Lines from the beginning of the data through the line containing "# paths use fill-rule evenodd" are to be copied exactly, with no other line included.

━━━━━━━━━━━━━━━━

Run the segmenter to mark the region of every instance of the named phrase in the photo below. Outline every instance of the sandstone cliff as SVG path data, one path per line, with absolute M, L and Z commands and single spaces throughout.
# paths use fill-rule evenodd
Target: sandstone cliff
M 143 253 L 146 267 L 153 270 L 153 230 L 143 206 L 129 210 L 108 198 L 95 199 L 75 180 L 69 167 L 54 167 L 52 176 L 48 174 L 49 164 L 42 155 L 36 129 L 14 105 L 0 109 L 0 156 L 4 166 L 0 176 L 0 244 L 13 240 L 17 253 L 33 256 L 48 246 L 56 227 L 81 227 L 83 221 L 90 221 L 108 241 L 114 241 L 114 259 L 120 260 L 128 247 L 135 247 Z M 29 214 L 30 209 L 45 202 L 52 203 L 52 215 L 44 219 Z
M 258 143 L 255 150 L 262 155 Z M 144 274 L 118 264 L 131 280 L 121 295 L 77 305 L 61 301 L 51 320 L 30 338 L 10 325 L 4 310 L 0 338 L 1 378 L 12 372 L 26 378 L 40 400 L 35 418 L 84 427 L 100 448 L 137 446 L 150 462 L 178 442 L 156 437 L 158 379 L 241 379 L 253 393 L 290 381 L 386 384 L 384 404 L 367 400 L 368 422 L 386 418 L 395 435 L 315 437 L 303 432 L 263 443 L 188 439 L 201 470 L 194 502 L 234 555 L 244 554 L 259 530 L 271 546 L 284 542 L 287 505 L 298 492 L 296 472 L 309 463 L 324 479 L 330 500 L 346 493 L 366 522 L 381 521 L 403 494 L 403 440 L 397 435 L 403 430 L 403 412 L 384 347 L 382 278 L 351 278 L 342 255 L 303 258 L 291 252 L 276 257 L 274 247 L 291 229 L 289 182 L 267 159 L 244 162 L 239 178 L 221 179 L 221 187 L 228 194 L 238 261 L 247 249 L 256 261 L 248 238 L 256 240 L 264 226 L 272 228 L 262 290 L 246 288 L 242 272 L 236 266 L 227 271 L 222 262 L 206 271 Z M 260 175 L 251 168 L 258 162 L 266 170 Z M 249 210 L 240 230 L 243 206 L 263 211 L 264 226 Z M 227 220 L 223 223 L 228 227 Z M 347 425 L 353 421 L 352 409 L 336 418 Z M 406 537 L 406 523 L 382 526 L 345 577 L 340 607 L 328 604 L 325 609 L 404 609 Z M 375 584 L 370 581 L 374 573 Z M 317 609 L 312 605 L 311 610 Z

━━━━━━━━━━━━━━━━

→ TASK RESPONSE
Run the segmenter to mark the region of every instance of the named phrase in the photo below. Outline every instance of the sandstone cliff as SVG path data, one path per line, with absolute M, L and Z commands and single spaces throughout.
# paths use fill-rule evenodd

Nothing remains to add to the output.